■ Given passage

^^^^^^^^^^^^^^^^

What is magnetic resonance imaging? | Explained Premium
The Hindu
Magnetic resonance imaging is a non-invasive diagnostic tool using magnetic fields to create detailed images of the body's soft tissues.
The story so far: For those trying to look inside the human body without surgery, magnetic resonance imaging is an indispensable tool. The underlying techniques were worked out in the early 1970s; later the same decade, Paul Lauterbur and Peter Mansfield refined them to pave the way for their commercial use. For these efforts, they were awarded the medicine Nobel Prize in 2003, speaking to the significance of the technique and its place in modern medical diagnostics.
Magnetic resonance imaging (MRI) is used to obtain images of soft tissues within the body. Soft tissue is any tissue that hasn’t become harder through calcification. It is a non-invasive diagnostic procedure widely used to image the brain, the cardiovascular system, the spinal cord and joints, various muscles, the liver, arteries, etc.

^^^^^^^^^^^^^^^^

■ Dataset content
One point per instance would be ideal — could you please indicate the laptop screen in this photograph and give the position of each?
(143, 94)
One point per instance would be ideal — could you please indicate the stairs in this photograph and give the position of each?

^^^^^^^^^^^^^^^^

■ Tasks to complete
• 1. Repeat the stretch of the MRI article from "What is magnetic" through "modern medical diagnostics.".
• 2. According to the MRI article, in what year did Paul Lauterbur and Peter Mansfield receive the medicine Nobel Prize?

■ Exercise answers
• 1.
What is magnetic resonance imaging? | Explained Premium
The Hindu
Magnetic resonance imaging is a non-invasive diagnostic tool using magnetic fields to create detailed images of the body's soft tissues.
The story so far: For those trying to look inside the human body without surgery, magnetic resonance imaging is an indispensable tool. The underlying techniques were worked out in the early 1970s; later the same decade, Paul Lauterbur and Peter Mansfield refined them to pave the way for their commercial use. For these efforts, they were awarded the medicine Nobel Prize in 2003, speaking to the significance of the technique and its place in modern medical diagnostics.

• 2. 2003